• [Supplied text]:

But hold on, we have energy from the sun. Sure, it might not be as efficient in some parts of the world, but as long as the financial and environmental cost of producing solar panels was acceptable, it would be a start.

I was living in australia not long after my experience in the dark, and I decided to look up on the roofs to see how many people were using solar panels. I could not believe it! Almost nobody had them.

Australia, as it turned out, was a country that not only had enough sunlight to power most of the earth, but also had access to about 600 years of brown coal. It seems they chose the latter option. Solar was expensive to install. Coal was cheap.
The more I looked around, the more waste I could see, and I started to remember my time working in information technology.

I remembered leaving my pc on every night – as everyone did. All the faxes and printers were on too. All burning coal, and no one was even there!

I started to look at the office buildings with all their lights on at night. Who could be possibly there at 2.00 am? The shopping streets were lit up like the aurora borealis, all so consumers could browse in the shops when they were closed!

Street lighting, cafe’s bars, nightclubs, cinemas, there was no escaping it. I even noticed that my flatmates had left the music equipment, tv, and dvd player on standby – all using electricity whilst everyone was asleep! I would hate to be the man who was on shift that evening, digging coal to be burnt for no purpose.

But then most of what we do is frivolous. We don’t give a damn. It’s me, me, me. Maybe no one has told you about all this before, maybe you are in the dark like I was. Well, now you’re not! If you continue to overuse resources they will run out.

Use your huge human brain.

If you run a business, turn off all the electricity when you leave at night. Doesn’t it make sense? You will be doing us all a favour (and saving money on your electricity bill). In the home, turn off pc’s at the wall. Don’t leave things on standby. Don’t light up the house like a christmas tree. Find out about energy efficiency, have your home insulated to keep the heat in. Install better windows. Find out for yourselves.

Imagine having no electric bills, or having free hot water (probably lukewarm in the northern hemisphere, especially in winter).

• [Supplied material]:
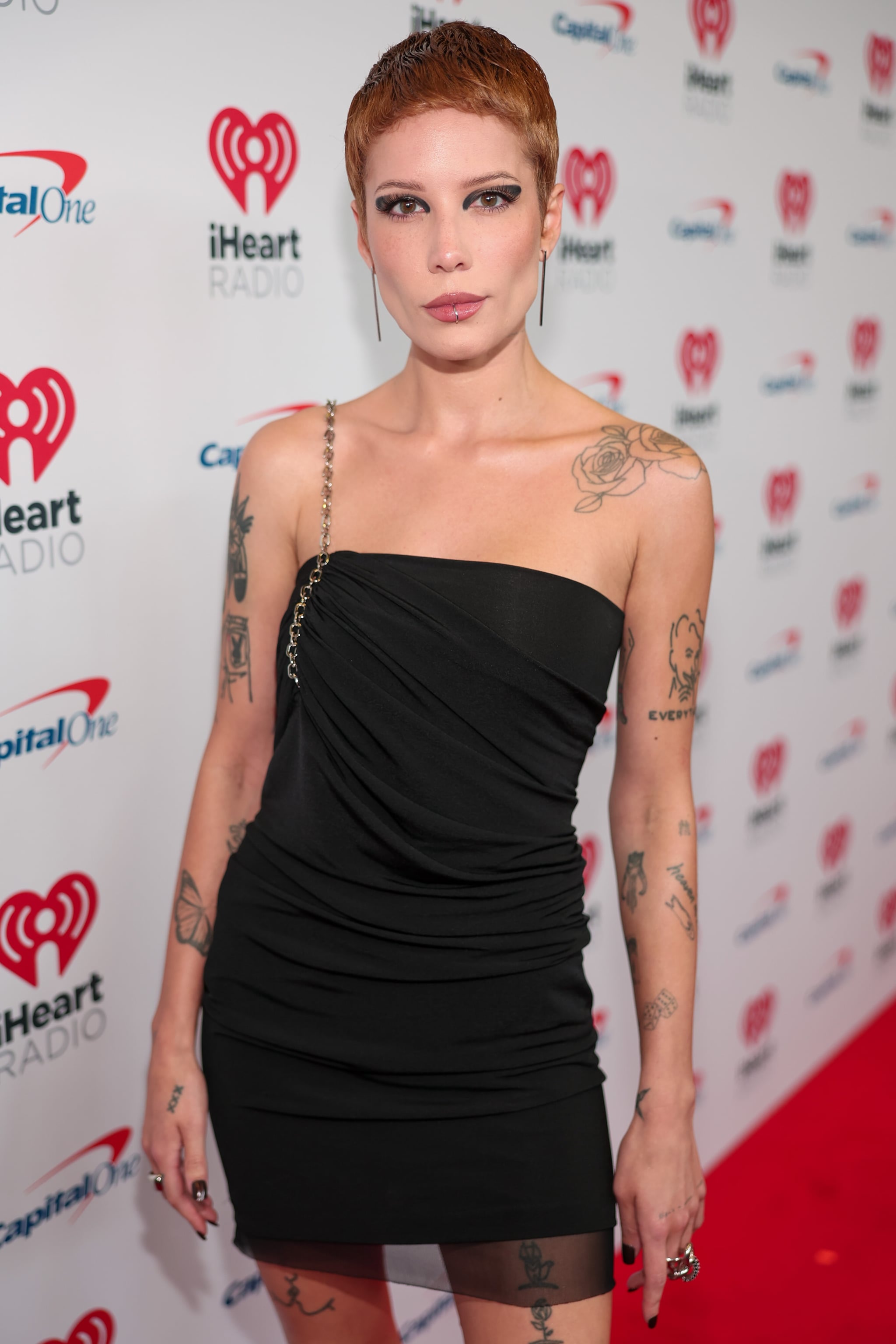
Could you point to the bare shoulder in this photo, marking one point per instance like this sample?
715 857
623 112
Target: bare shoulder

• [Tasks to carry out]:
A - In the text about wasted electricity, how many years of brown coal does Australia have access to?
B - Decide whether each statement below agrees with the text about wasted electricity. Answer yes or no for each, and quote the words of the text that settle it.
(i) When the writer looked at roofs in Australia, almost nobody had solar panels.
(ii) In Australia, installing solar cost less than using coal.
(iii) The writer's flatmates switched their music equipment off before going to sleep.
C - Write the next part of the text about wasted electricity, picking up after its final sentence.

• [Task-by-task outputs]:
A - About 600 years.

B -
(i) Yes: "Almost nobody had them."
(ii) No: "Solar was expensive to install. Coal was cheap."
(iii) No: "my flatmates had left the music equipment, tv, and dvd player on standby"

C -
Run solar, then by all means use, use, use. There may be times when you don’t generate enough but that will help you to understand that you can’t always have what you want when you want it, an idea that is foreign to all of us in the western world. Maybe by running out a few times you will learn you don’t always have to have tv or computer on all the time. Maybe for once you could start a conversation, you don’t need electricity for those.

Try solar, there’s plenty of fire from the sun, and the great thing about it is no one has to get dirty digging for solar power. There’s another load off your mind.

Air

  • A mixture of gases (especially oxygen) required for breathing; the stuff that the wind consists of
  • [archaic] Once thought to be one of four elements composing the universe (empedocles)

Right now I am breathing, and I hope you are too! We don’t have to think about it, it happens automatically; in out, in out. You can’t see the air we breathe, it’s invisible, yet it really is there. Planes fly in air without falling out the sky, and so do birds, it really is a magical substance.

Air constitutes 78 percent nitrogen, and 21 percent oxygen and 1 percent of other substances. Without water you would die of thirst, without fire from the sun you would die from cold and starvation, but without air you would die of suffocation (all unpleasant deaths I assure you).

I love to go running, I go as often as I can. It clears the mind, and strengthens the body, but I can’t stand running in cities. When you go running you need to breathe pure oxygen, nothing else will do.

Unfortunately, cities aren’t like that. First there’s the smell of traffic. You know that can’t be good for you. The fumes makes you choke, and then somebody will walk past you smoking a cigarette, and you can almost taste the poison. Next there’s the smell of food cooking.

Normally none of this bothers me too much, but being able to run requires a deep steady flow of oxygen to the lungs. Anything else is rejected. For me that’s pretty good indication of what should be going into the air.

Imagine the factories spewing up noxious fumes into the atmosphere, polluting the air we breathe. It should be noted that this doesn’t happen as much in the uk anymore, because most manufacturing has been moved offshore, to countries like india and china, which, along with the usa have become mega-polluters.

For some reason, because we can’t see the air, we don’t think that polluting it matters. It’s only air after all, what good is it to us? We can’t sell it. And as long as people keep demanding more and more stuff, we will continue to pollute. The general public demanded it, so how can we let them down? How can we let the world down?

Since the dawn of industrialisation, our cities have been covered in blankets of pollution, but it was all in the name of progress; progress that has made a few men rich, that is all.

The legacy that has been left to us is pollution. It is interesting to note that nature leaves no trace when going about its complex work – everything is left in balance. We, on the other hand, have only been able to progress through the manufacture of machines.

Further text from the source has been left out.